> [Passage]
....................
Admittedly, there are exceptions. For example, it's possible in C++ to create
humongous types:

    
    
        auto p1 = std::make_pair(0, 0); // pair<int, int>
        auto p2 = std::make_pair(p1, p1); // pair<pair<int, int>, pair<int, int>>
        auto p3 = std::make_pair(p2, p2); // pair<pair<pair<int, int>, pair<int, int>>, pair<pair<int, int>, pair<int, int>>>
        auto p4 = std::make_pair(p3, p3); // ...
    

Also, since templates are Turing complete, it's possible to create situations
where type checking a single expression takes arbitrarily long.

But neither of those are situations you're likely to run into by accident. In
most real C++ programs, all the types in the program are reasonably simple,
and the template system isn't used to do anything especially clever, so the
O(n) bound should hold.
....................
> [Entries provided]

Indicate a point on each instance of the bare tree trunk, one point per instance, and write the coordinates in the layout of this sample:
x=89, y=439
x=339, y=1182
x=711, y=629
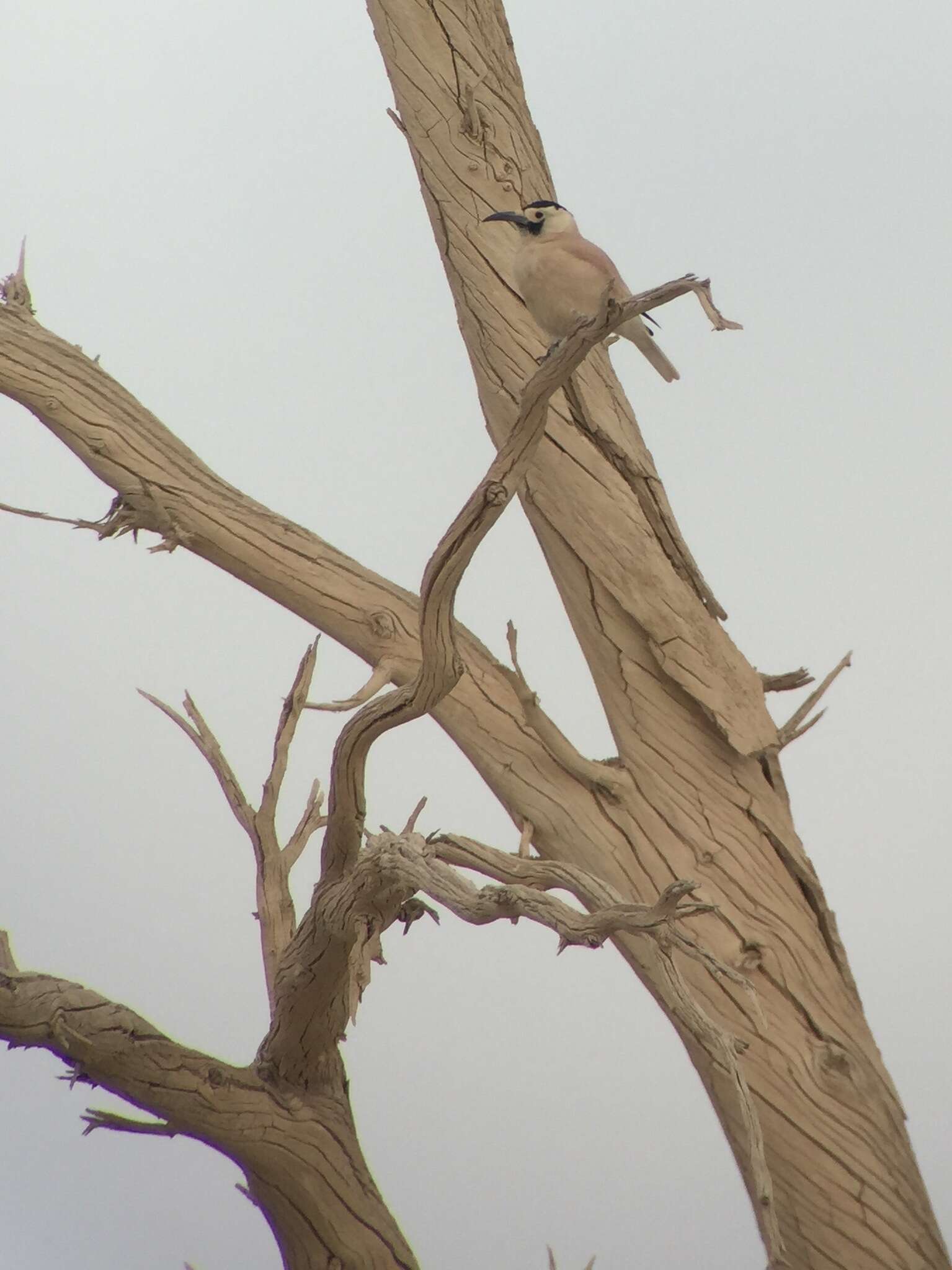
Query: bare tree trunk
x=696, y=788
x=702, y=793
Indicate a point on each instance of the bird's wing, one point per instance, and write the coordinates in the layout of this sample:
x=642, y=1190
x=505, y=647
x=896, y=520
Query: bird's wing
x=584, y=251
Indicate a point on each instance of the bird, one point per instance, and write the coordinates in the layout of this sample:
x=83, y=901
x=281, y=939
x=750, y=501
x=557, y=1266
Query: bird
x=564, y=277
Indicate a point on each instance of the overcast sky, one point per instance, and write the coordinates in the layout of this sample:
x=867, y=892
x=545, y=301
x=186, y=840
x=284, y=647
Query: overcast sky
x=218, y=205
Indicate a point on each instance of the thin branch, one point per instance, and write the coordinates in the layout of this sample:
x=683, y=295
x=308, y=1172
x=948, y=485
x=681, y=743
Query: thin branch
x=791, y=729
x=590, y=774
x=8, y=963
x=98, y=1119
x=510, y=869
x=287, y=724
x=380, y=678
x=207, y=745
x=442, y=666
x=526, y=833
x=414, y=815
x=14, y=291
x=798, y=678
x=275, y=905
x=46, y=516
x=311, y=821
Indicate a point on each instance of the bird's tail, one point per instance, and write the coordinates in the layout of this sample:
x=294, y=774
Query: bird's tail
x=641, y=337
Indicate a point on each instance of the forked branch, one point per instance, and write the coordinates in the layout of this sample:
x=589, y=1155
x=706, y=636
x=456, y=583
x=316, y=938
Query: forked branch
x=276, y=908
x=441, y=665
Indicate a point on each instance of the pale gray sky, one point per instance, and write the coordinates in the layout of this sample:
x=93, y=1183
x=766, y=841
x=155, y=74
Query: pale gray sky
x=219, y=206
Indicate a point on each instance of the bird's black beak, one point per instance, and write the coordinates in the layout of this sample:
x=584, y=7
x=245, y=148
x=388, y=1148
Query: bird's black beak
x=517, y=219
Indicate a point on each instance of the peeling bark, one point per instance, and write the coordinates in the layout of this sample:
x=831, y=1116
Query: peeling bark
x=696, y=790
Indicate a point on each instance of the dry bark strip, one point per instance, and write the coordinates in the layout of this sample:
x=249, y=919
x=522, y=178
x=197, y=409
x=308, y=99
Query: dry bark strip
x=702, y=790
x=701, y=793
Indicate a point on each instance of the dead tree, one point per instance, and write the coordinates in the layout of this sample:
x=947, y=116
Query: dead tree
x=759, y=988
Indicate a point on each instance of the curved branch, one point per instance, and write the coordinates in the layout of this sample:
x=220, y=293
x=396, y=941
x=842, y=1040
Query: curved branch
x=108, y=1044
x=275, y=906
x=441, y=665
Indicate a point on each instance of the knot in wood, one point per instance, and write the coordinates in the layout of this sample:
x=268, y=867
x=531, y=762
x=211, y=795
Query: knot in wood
....................
> [Stated goal]
From the C++ types passage, reproduce everything from "But neither of" down to "bound should hold.".

> [Output for this exercise]
But neither of those are situations you're likely to run into by accident. In
most real C++ programs, all the types in the program are reasonably simple,
and the template system isn't used to do anything especially clever, so the
O(n) bound should hold.